Exercise brief>
Would you find each line in the entries below with the string "object" and copy it?

Data for analysis>
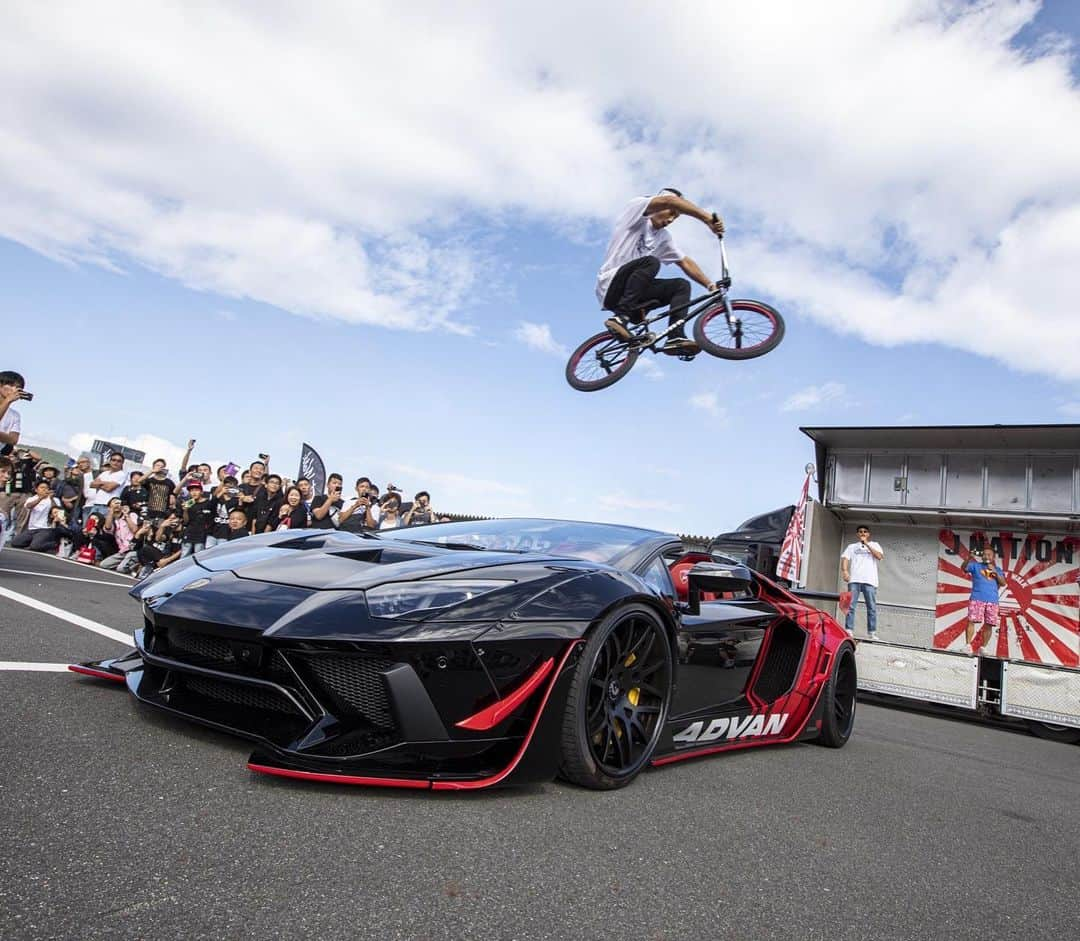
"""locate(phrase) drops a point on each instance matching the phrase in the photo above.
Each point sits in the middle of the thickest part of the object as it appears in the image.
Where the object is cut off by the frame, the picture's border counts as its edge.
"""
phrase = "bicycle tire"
(609, 375)
(767, 330)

Response to the task>
Each point sits in the middle of the thickest part of the object as it appears in the image.
Where the object is cut off by the frame, the picture's border counts as its edge.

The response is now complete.